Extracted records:
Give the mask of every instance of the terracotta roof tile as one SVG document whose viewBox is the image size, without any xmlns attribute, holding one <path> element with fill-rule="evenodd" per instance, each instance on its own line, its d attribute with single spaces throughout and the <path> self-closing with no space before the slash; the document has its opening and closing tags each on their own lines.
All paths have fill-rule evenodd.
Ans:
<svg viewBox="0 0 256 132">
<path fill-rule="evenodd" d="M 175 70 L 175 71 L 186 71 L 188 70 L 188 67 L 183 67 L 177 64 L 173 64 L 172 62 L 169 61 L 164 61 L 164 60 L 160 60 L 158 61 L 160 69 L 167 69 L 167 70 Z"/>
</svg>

### WHAT IS REQUIRED
Determine how many lines of the records contain the string "viewBox", treating uppercase and lowercase as different. Reply with the number only.

### EXERCISE RESPONSE
2